[PROBLEM]:
Set down every line of the data, unchanged and complete.
Top of RECORDED INFORMATION
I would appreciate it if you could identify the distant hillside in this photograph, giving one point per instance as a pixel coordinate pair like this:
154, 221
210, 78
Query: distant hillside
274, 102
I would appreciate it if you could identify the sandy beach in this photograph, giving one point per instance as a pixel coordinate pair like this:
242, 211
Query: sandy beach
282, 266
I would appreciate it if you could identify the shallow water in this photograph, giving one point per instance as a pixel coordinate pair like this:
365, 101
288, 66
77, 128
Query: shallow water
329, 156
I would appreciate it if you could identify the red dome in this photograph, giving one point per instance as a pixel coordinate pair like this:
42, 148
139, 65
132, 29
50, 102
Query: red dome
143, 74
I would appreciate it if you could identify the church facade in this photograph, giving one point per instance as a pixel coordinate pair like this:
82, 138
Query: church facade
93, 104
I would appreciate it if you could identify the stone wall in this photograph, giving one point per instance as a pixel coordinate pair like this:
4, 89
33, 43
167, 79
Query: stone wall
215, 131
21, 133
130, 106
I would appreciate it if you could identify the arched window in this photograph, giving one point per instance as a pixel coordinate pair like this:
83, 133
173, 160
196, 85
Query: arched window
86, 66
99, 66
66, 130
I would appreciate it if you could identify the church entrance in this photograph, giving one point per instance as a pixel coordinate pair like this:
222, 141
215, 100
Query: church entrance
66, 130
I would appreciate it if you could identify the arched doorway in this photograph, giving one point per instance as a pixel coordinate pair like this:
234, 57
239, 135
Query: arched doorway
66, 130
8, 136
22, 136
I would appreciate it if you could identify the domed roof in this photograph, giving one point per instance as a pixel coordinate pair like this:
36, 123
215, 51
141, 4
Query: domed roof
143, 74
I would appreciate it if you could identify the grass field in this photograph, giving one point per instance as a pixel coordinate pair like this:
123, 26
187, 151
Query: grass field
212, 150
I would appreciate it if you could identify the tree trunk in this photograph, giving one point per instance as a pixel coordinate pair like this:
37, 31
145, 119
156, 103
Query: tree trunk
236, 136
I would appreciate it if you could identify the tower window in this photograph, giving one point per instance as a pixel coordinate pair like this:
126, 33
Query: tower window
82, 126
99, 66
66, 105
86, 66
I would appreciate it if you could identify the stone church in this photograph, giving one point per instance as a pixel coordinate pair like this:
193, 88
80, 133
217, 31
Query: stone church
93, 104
Bottom of RECORDED INFORMATION
[RESULT OF THE TASK]:
I would appreciate it if you could identify the distant hillside in this photograph, giving one point per instance as a pixel coordinate pair like this:
154, 221
210, 78
Query: distant hillside
274, 102
I would appreciate it if you could identify the sandy beach in this photograph, giving one point per instance as a pixel coordinate pair like this:
242, 211
Query: sandy beach
282, 266
I would appreciate it if you could identify the shallow water in this photograph, giving one point per instance as a pixel coordinate pair like this:
365, 101
288, 66
77, 128
Query: shallow water
329, 156
I would appreciate it if you could identify the red dome in this photograph, giving one point per instance as a pixel coordinate pair like this:
42, 148
139, 65
132, 29
50, 102
Query: red dome
143, 74
I would appreciate it if you could identify the church facade in this photograph, giving one point per instance as a pixel coordinate pair like this:
82, 138
Query: church facade
93, 104
I would appreciate it if you could identify the stone wall in this photograph, giving one point per instance as a pixel coordinate pair like this:
4, 89
33, 43
167, 79
Query: stone wall
215, 131
21, 133
130, 106
I would appreciate it if you could identify the arched window in this photograph, giving one point per instance as a pixel coordinate pair like this:
83, 133
173, 160
196, 85
Query: arched window
86, 66
99, 66
66, 130
I would appreciate it if you could identify the church entrance in this photograph, giving one point per instance as a pixel coordinate pair like this:
222, 141
215, 100
Query: church entrance
66, 130
I would appreciate it if you could identify the arched doorway in this photograph, giving one point per instance as a pixel coordinate pair like this:
234, 57
239, 135
Query: arched doorway
66, 130
8, 136
22, 136
I would appreciate it if you could identify the domed roof in this photograph, giving one point per instance as a pixel coordinate pair like this:
36, 123
215, 51
141, 4
Query: domed roof
143, 74
I would appreciate it if you could identify the grass field in this photograph, giving one point per instance as a pixel coordinate pair like this:
123, 26
187, 151
Query: grass field
212, 150
I would appreciate it if you could identify the tree trunk in this photograph, giving one point per instance as a pixel coordinate pair like this:
37, 31
145, 119
156, 103
Query: tree trunk
236, 136
I would appreciate it if you could identify the tower window in this photograph, giving one point per instance as a pixel coordinate pair like this:
126, 33
Query: tower window
82, 126
99, 66
66, 105
86, 66
I would appreciate it if you could identify the stone church in this photograph, giving one point per instance as a pixel coordinate pair like this:
193, 88
80, 133
217, 31
Query: stone church
93, 104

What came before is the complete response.